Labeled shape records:
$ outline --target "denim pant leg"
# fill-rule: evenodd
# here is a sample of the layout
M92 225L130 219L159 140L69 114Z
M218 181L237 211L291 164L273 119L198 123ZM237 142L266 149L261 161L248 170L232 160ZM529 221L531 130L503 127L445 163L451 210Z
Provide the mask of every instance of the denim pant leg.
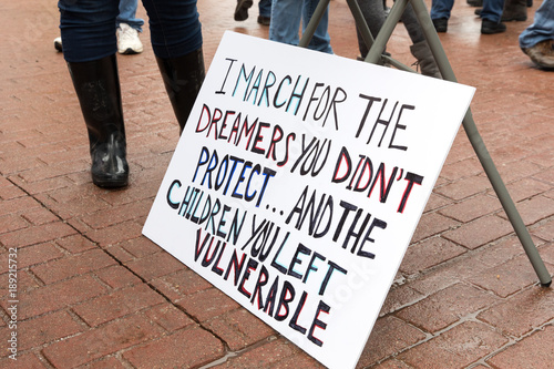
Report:
M144 20L136 17L138 0L120 0L120 14L117 16L117 27L120 23L127 23L138 32L142 32Z
M533 24L520 34L520 48L532 48L554 39L554 0L544 0L535 12Z
M432 0L431 19L450 19L452 7L454 7L454 0Z
M273 0L269 40L298 45L301 14L300 0Z
M143 0L152 49L158 58L178 58L202 48L196 0Z
M500 23L502 11L504 8L504 0L483 0L483 10L481 18Z
M113 0L60 0L63 58L68 62L99 60L117 52Z
M258 11L261 17L271 17L271 0L259 0Z
M308 27L308 22L310 21L316 8L319 3L319 0L304 0L304 11L302 11L302 33L306 31L306 27ZM328 54L332 54L331 49L331 38L329 37L329 32L327 28L329 25L329 7L327 7L321 21L316 28L316 32L308 44L308 49L317 50L321 52L326 52Z

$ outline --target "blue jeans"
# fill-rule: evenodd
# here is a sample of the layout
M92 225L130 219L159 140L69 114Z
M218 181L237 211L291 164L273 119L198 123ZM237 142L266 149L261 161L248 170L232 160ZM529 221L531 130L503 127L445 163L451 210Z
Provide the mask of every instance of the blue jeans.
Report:
M532 48L554 39L554 0L544 0L535 12L533 24L520 34L520 48Z
M454 0L432 0L431 19L450 19ZM504 8L504 0L483 0L481 18L499 23Z
M138 7L138 0L120 0L120 13L116 18L116 24L127 23L138 32L142 32L142 25L144 20L136 17L136 7Z
M177 58L202 48L196 0L143 0L150 19L151 42L158 58ZM117 0L60 0L63 58L93 61L117 52Z
M302 32L306 30L318 0L273 0L271 23L269 24L269 40L297 45L300 42L298 29L300 19L302 21ZM330 44L331 38L327 32L329 23L329 8L324 13L314 37L308 45L311 50L332 54Z
M271 0L259 0L258 11L261 17L271 17Z

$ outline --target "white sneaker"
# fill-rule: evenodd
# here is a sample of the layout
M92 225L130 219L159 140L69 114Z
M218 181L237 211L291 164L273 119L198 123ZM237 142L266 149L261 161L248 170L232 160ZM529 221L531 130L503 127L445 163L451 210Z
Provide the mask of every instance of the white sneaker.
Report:
M54 39L54 49L60 51L60 52L63 51L61 37L58 37Z
M117 28L117 52L120 54L137 54L143 51L138 39L138 31L127 23L120 23Z

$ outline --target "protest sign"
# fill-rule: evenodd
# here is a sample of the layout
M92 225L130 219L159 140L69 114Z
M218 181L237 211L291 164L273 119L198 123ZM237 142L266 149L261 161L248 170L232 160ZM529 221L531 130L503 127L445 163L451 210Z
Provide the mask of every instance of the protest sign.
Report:
M227 32L143 233L353 368L473 93Z

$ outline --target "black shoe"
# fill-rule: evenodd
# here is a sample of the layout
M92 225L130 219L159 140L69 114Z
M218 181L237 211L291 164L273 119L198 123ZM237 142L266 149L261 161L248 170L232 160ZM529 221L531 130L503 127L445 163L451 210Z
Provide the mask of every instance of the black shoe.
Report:
M252 7L252 0L237 0L237 7L235 8L235 20L244 21L248 19L248 9Z
M437 32L447 32L449 29L449 20L447 18L433 19L432 21Z
M494 34L494 33L502 33L506 31L506 24L502 22L493 22L488 19L483 19L483 22L481 23L481 33L482 34Z
M99 187L124 187L129 181L125 136L112 132L107 142L91 147L92 182Z
M126 186L129 164L116 57L68 62L68 68L89 132L92 182L100 187Z
M271 23L271 18L258 16L258 23L261 25L269 25L269 23Z

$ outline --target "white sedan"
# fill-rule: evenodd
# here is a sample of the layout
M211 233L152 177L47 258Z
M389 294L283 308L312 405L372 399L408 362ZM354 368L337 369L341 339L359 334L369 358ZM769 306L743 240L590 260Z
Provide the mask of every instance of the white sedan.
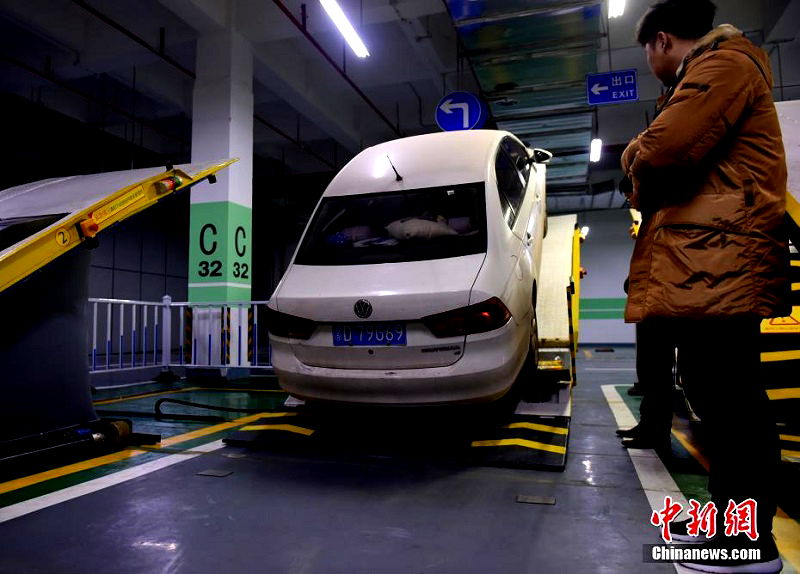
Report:
M536 350L549 157L476 130L353 158L269 303L280 385L372 404L505 394Z

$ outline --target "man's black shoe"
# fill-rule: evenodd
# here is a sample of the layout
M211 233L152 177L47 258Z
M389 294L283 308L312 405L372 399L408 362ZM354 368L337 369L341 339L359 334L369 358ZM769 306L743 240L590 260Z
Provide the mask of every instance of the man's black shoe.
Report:
M700 532L697 536L689 536L689 523L691 522L691 518L687 518L686 520L676 520L674 522L670 522L669 525L669 533L672 535L673 542L682 542L682 543L701 543L701 542L708 542L709 540L713 540L713 538L709 538L706 536L705 532ZM719 535L719 532L717 532Z
M638 435L634 438L622 439L622 446L625 448L651 448L659 452L670 452L672 450L672 443L669 437L656 439L649 436Z
M640 385L639 383L633 383L633 386L630 389L628 389L628 396L641 397L643 394L644 391L642 391L642 385Z
M681 566L715 574L776 574L783 568L771 533L762 534L755 542L743 535L717 535L708 542L695 545L695 548L699 552L705 550L709 558L679 562ZM738 555L736 560L733 560L734 554ZM723 559L723 556L728 559Z
M617 436L620 438L634 438L636 436L639 436L641 432L642 429L639 427L639 425L636 425L635 427L631 427L629 429L616 430Z

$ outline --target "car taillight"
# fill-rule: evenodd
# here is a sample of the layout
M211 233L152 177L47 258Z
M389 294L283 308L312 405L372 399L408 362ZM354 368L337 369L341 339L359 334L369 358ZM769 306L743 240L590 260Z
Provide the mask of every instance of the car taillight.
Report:
M434 337L458 337L499 329L511 318L511 312L497 297L483 303L453 309L422 318Z
M311 319L280 313L267 307L267 329L271 335L288 339L308 339L317 324Z

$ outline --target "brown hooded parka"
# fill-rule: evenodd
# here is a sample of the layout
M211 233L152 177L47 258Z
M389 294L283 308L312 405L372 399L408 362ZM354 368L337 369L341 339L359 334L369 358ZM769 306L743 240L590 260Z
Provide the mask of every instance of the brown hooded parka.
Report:
M701 38L623 169L644 216L625 320L788 315L786 161L763 50Z

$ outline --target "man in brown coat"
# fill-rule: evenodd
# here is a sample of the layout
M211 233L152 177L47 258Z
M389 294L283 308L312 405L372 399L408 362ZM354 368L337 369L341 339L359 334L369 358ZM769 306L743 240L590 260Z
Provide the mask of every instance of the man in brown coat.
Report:
M780 449L758 376L758 335L762 318L790 312L786 162L769 60L733 26L710 30L714 11L709 0L663 0L639 22L637 40L669 91L622 158L643 214L625 319L676 341L708 439L720 524L729 500L758 503L757 541L705 543L755 546L758 561L686 566L777 572Z

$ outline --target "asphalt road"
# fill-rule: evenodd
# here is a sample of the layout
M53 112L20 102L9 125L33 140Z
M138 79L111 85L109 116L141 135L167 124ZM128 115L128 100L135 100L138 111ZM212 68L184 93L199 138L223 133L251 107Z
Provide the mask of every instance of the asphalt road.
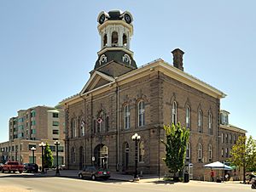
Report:
M0 192L242 192L252 191L250 185L189 182L174 184L165 182L130 183L119 181L91 181L67 178L35 178L20 174L0 173ZM255 190L256 192L256 190Z

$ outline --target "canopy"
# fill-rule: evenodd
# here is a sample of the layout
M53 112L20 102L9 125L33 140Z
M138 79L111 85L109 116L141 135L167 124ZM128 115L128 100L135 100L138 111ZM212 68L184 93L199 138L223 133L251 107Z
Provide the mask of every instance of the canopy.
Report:
M212 162L210 164L204 165L205 168L211 168L211 169L220 169L220 170L232 170L232 167L230 166L226 166L222 162L216 161Z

Written request:
Copy every line of the entries above verbatim, from start to finish, but omit the picture markers.

Answer:
$ outline --target "denim pant leg"
# fill-rule: evenodd
# here is a sample of the layout
M92 225L130 219L159 140L69 114Z
M218 181L237 211L291 164L273 119L198 123ZM237 142L266 149L261 161L248 170L232 160ZM529 221L531 130L503 127L445 163L451 210Z
Provide the mask of every instance of the denim pant leg.
Report:
M144 20L136 17L138 0L120 0L120 14L117 16L117 27L120 23L127 23L138 32L142 32Z
M533 24L520 34L520 48L532 48L554 39L554 0L544 0L535 12Z
M432 0L431 19L450 19L452 7L454 7L454 0Z
M273 0L269 40L298 45L301 14L300 0Z
M143 0L152 49L158 58L178 58L202 48L196 0Z
M500 23L502 11L504 8L504 0L483 0L483 10L481 18Z
M113 0L60 0L63 58L68 62L99 60L117 52Z
M258 11L261 17L271 17L271 0L259 0Z
M308 27L308 22L310 21L316 8L319 3L319 0L304 0L304 11L302 11L302 33L306 31L306 27ZM328 54L332 54L331 49L331 38L329 37L329 32L327 28L329 25L329 7L327 7L321 21L316 28L316 32L308 44L308 49L317 50L321 52L326 52Z

$ outline --target "blue jeans"
# fill-rule: evenodd
# here is a sample of the layout
M92 225L130 219L159 140L69 114Z
M218 181L237 211L291 164L273 119L198 123ZM237 142L266 149L261 161L248 170L232 160ZM529 221L531 130L503 127L445 163L451 210Z
Provide the mask of every instance of the blue jeans.
Report:
M532 48L554 39L554 0L544 0L535 12L533 24L520 34L520 48Z
M454 0L432 0L431 19L450 19ZM504 8L504 0L483 0L481 18L499 23Z
M138 7L138 0L120 0L120 13L116 18L116 24L127 23L138 32L142 32L142 25L144 20L136 17L136 7Z
M177 58L202 48L196 0L143 0L150 19L151 42L158 58ZM117 0L60 0L63 58L93 61L117 52Z
M302 32L306 30L318 0L273 0L271 23L269 24L269 40L297 45L300 42L298 29L300 19L302 21ZM330 44L331 38L327 32L329 23L329 8L324 13L314 37L308 45L311 50L332 54Z
M271 0L259 0L258 11L261 17L271 17Z

$ outline --target "white sneaker"
# fill-rule: evenodd
# here is a sample of the layout
M92 225L130 219L159 140L69 114Z
M218 181L237 211L291 164L273 119L198 123ZM237 142L266 149L261 161L248 170L232 160ZM529 221L531 130L503 127L445 163L451 210Z
Provide the mask of every instance of the white sneaker.
Report:
M54 39L54 49L60 51L60 52L63 51L61 37L58 37Z
M117 28L117 52L120 54L137 54L143 51L138 39L138 31L127 23L120 23Z

$ outline --target "protest sign"
# fill-rule: evenodd
# here is a sample of the layout
M92 225L130 219L159 140L69 114Z
M218 181L237 211L291 164L273 119L198 123ZM237 142L266 149L261 161L248 170L232 160ZM529 221L531 130L503 127L445 163L451 210Z
Provide the mask of every instance of the protest sign.
Report:
M227 32L143 233L353 368L473 93Z

$ outline --target "black shoe"
# fill-rule: evenodd
# here is a sample of the layout
M92 225L130 219L159 140L69 114Z
M218 181L237 211L291 164L273 119L198 123ZM237 142L266 149L261 161L248 170L232 160ZM529 221L531 130L503 127L445 163L451 210Z
Provide the mask of every instance of the black shoe.
Report:
M252 7L252 0L237 0L237 7L235 8L235 20L244 21L248 19L248 9Z
M437 32L447 32L449 29L449 20L447 18L433 19L432 21Z
M494 34L494 33L502 33L506 31L506 24L502 22L493 22L488 19L483 19L483 22L481 23L481 33L482 34Z
M99 187L124 187L129 181L125 136L112 132L107 142L91 147L92 182Z
M126 186L129 164L116 57L68 62L68 68L89 132L92 182L100 187Z
M271 23L271 18L258 16L258 23L261 25L269 25L269 23Z

$ outline --target "white sedan"
# fill-rule: evenodd
# here is a sample of the layout
M211 233L152 177L47 258Z
M389 294L283 308L312 405L372 399L408 362ZM354 368L337 369L341 339L359 334L369 358ZM769 306L743 240L590 260Z
Provide the mask of every instance of the white sedan.
Report:
M536 350L549 157L476 130L353 158L269 303L280 385L372 404L505 394Z

$ outline --target "man's black shoe"
# fill-rule: evenodd
# here is a sample of the layout
M211 233L152 177L47 258Z
M389 294L283 308L312 405L372 399L408 362ZM354 368L337 369L341 339L359 334L369 358ZM769 306L743 240L590 260Z
Provide the mask of every instance of the man's black shoe.
Report:
M700 532L697 536L689 536L689 523L691 522L691 518L687 518L686 520L676 520L674 522L670 522L669 525L669 533L672 535L673 542L682 542L682 543L701 543L701 542L708 542L709 540L713 540L713 538L709 538L706 536L705 532ZM719 535L719 532L717 532Z
M638 435L634 438L622 439L622 446L625 448L651 448L659 452L670 452L672 450L672 443L669 437L656 439L649 436Z
M640 385L639 383L633 383L633 386L630 389L628 389L628 396L641 397L643 394L644 391L642 391L642 385Z
M681 566L715 574L776 574L783 568L771 533L762 534L755 542L743 535L717 535L708 542L695 545L695 548L699 552L705 550L709 558L679 562ZM738 555L736 560L733 560L734 554ZM723 559L723 556L728 559Z
M617 436L620 438L634 438L636 436L639 436L641 432L642 429L639 427L639 425L636 425L635 427L631 427L629 429L616 430Z

$ outline --target "car taillight"
# fill-rule: evenodd
# here is a sample of the layout
M211 233L152 177L47 258Z
M389 294L283 308L312 405L372 399L408 362ZM354 368L337 369L341 339L359 334L369 358ZM769 306L743 240L590 260Z
Provide the mask of every instance of the car taillight.
Report:
M434 337L458 337L499 329L511 318L511 312L497 297L483 303L453 309L422 318Z
M311 319L280 313L267 307L267 329L271 335L288 339L308 339L317 324Z

$ outline --target "brown hooded parka"
# fill-rule: evenodd
# here is a sample of the layout
M211 233L152 177L47 258Z
M389 294L283 308L312 405L372 399L408 362ZM354 368L337 369L341 339L359 334L369 358ZM769 306L743 240L590 260Z
Provide the mask of every instance of the brown hooded parka.
Report:
M701 38L623 169L644 216L625 320L788 315L786 161L763 50Z

$ outline --target "man in brown coat"
# fill-rule: evenodd
# here is a sample of the layout
M211 233L152 177L47 258Z
M389 294L283 308L312 405L372 399L408 362ZM354 368L337 369L341 339L359 334L369 358ZM769 306L743 240L590 260Z
Provide the mask of every instance of the man in brown coat.
Report:
M780 449L758 376L758 335L762 318L790 312L786 162L769 60L733 26L710 30L714 11L709 0L663 0L639 22L637 40L669 91L622 158L643 214L625 319L676 341L708 439L720 524L729 500L758 503L757 541L705 543L755 546L758 561L686 566L777 572Z

$ outline --target "asphalt road"
# fill-rule: evenodd
# here is a sample of the layout
M53 112L20 102L9 125L33 140Z
M138 79L111 85L109 116L141 135L167 124ZM128 115L128 100L135 100L138 111ZM212 68L184 93L199 138L223 133L251 107Z
Provide the mask of every instance of the asphalt road.
Report:
M0 192L242 192L252 191L250 185L189 182L174 184L165 182L130 183L119 181L91 181L67 178L35 178L20 174L0 173ZM255 190L256 192L256 190Z

$ outline --target "canopy"
# fill-rule: evenodd
# here is a sample of the layout
M53 112L20 102L9 125L33 140Z
M138 79L111 85L109 116L141 135L167 124ZM128 115L128 100L135 100L138 111ZM212 68L184 93L199 138L223 133L251 107Z
Provide the mask of every instance of the canopy.
Report:
M212 162L210 164L204 165L205 168L211 168L211 169L220 169L220 170L232 170L232 167L230 166L226 166L222 162L216 161Z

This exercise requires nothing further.